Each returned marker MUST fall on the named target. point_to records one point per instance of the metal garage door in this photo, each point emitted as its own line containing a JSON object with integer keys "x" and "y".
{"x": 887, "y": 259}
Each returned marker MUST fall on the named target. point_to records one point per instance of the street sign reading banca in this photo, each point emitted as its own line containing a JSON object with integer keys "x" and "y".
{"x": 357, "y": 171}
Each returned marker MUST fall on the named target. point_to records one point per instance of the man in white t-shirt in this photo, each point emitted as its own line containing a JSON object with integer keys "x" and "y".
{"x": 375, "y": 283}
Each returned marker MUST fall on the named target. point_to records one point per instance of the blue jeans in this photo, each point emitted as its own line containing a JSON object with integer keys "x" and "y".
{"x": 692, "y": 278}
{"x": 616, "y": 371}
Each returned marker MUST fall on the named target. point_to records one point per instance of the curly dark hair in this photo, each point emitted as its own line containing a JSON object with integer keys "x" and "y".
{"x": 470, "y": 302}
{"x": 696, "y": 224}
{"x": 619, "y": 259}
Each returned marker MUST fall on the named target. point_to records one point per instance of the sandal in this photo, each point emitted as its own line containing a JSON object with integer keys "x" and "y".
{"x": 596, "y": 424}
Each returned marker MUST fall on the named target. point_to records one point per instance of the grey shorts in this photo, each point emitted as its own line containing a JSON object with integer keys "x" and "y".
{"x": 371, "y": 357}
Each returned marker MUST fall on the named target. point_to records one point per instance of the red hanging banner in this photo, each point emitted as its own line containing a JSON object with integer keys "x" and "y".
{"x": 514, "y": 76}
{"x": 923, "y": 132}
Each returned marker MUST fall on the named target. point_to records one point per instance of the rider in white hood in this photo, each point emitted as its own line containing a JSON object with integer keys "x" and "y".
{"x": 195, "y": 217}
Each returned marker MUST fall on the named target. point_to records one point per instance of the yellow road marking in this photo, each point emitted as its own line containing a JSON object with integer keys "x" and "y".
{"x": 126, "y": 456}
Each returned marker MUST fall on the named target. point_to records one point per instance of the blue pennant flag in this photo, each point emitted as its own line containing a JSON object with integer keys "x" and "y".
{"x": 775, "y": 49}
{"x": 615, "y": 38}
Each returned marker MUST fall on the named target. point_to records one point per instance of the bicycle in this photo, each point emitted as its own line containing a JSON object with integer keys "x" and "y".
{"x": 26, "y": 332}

──────────

:: Requirement ::
Could you retype every record above exactly as written?

:: Finished exercise ::
Each returned marker MUST fall on the named target. point_to records one point per instance of the metal garage door in this photo, each point emitted as its own line containing a JSON object with integer keys "x" and "y".
{"x": 887, "y": 259}
Each returned marker MUST fall on the named target. point_to records one point per instance of the street sign reading banca in this photo, each point emitted as its own line containing a JSON object with integer keys "x" and "y".
{"x": 357, "y": 171}
Each returned marker MUST fall on the named target. point_to records one point per instance of the man in white t-shirt in this photo, each point emitted as its own line containing a JSON object with integer keys "x" and "y".
{"x": 375, "y": 283}
Each returned marker MUST fall on the named target. point_to records one point per instance of the blue jeans in this photo, each point emitted as its own line containing a JSON object with integer keys "x" and "y".
{"x": 692, "y": 278}
{"x": 616, "y": 371}
Each returned marker MUST fall on the named target. point_to records one point per instance of the curly dark hair in this photo, each point emitted as its own line containing a JSON object with integer keys "x" and "y".
{"x": 470, "y": 302}
{"x": 696, "y": 224}
{"x": 619, "y": 259}
Each returned marker MUST fall on the named target. point_to records one point per instance of the sandal in this photo, each point emitted as its own line containing a JSON object with integer keys "x" and "y".
{"x": 596, "y": 424}
Each returned marker MUST fall on the named target. point_to records one point per instance of the grey shorts in this photo, each point emitted as its own line containing a JSON object with integer keys "x" and "y".
{"x": 371, "y": 357}
Each returned marker MUST fall on the named target. point_to records one point per instance of the red hanging banner in this photo, each point emitted as its own line containing a JSON object with integer keys "x" and "y".
{"x": 514, "y": 76}
{"x": 923, "y": 132}
Each returned marker MUST fall on the named target. point_to records one point per instance of the rider in white hood in this photo, each point emitted as its own line containing a JSON object with integer keys "x" and "y".
{"x": 195, "y": 217}
Each returned marker MUST fall on the named target. point_to records one point per instance of the yellow road marking in this photo, each point emitted as its own line containing a JSON object with integer keys "x" and "y".
{"x": 126, "y": 456}
Each returned marker MUST fall on the named target. point_to records one point per instance of the blue pennant flag in this photo, each point emitted as its own line containing a JSON object with integer keys "x" and "y".
{"x": 775, "y": 49}
{"x": 615, "y": 38}
Each returned marker MUST fall on the named target. point_to records one point per instance of the bicycle in this photo, each point emitted as its own line containing a JSON object with integer keys "x" and "y".
{"x": 26, "y": 332}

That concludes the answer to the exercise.